» Work to complete:
a - Translate the sentence "Now you can use it in a Kubernetes job and pass the following arguments" from the checkpoint conversion guide into German.
b - Transcribe everything in the checkpoint conversion guide from "Jetstream + Pytorch/XLA" down to "-t=QUANTIZE_TYPE (Optional) (default=int8_per_channel)".

» Selected excerpt:
Checkpoint conversion
The checkpoint_entrypoint.sh
script overviews how to convert your inference checkpoint for various model servers.
Build the checkpoint conversion Dockerfile
docker build -t inference-checkpoint .
docker tag inference-checkpoint gcr.io/${PROJECT_ID}/inference-checkpoint:latest
docker push gcr.io/${PROJECT_ID}/inference-checkpoint:latest
Now you can use it in a Kubernetes job and pass the following arguments
Jetstream + MaxText
- -s=INFERENCE_SERVER
- -b=BUCKET_NAME
- -m=MODEL_PATH
- -v=VERSION (Optional)
Jetstream + Pytorch/XLA
- -s=INFERENCE_SERVER
- -m=MODEL_PATH
- -n=MODEL_NAME
- -q=QUANTIZE_WEIGHTS (Optional) (default=False)
- -t=QUANTIZE_TYPE (Optional) (default=int8_per_channel)
- -v=VERSION (Optional) (default=jetstream-v0.2.3)
- -i=INPUT_DIRECTORY (Optional)

» Data lines:
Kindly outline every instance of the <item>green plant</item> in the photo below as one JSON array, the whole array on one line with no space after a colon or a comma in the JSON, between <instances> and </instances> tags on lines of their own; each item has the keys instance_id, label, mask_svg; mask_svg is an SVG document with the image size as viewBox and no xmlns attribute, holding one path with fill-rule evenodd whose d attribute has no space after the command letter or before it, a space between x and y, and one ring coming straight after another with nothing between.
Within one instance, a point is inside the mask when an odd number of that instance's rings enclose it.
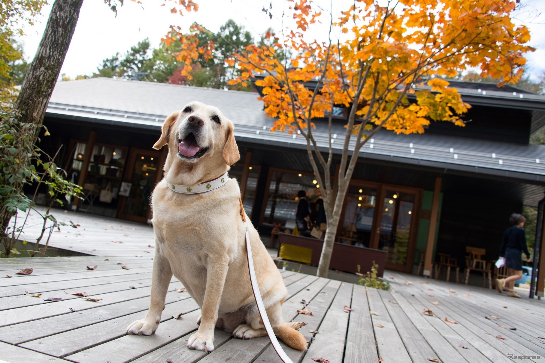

» Responses:
a - Jetzt können Sie es in einem Kubernetes-Job verwenden und die folgenden Argumente übergeben

b -
Jetstream + Pytorch/XLA
- -s=INFERENCE_SERVER
- -m=MODEL_PATH
- -n=MODEL_NAME
- -q=QUANTIZE_WEIGHTS (Optional) (default=False)
- -t=QUANTIZE_TYPE (Optional) (default=int8_per_channel)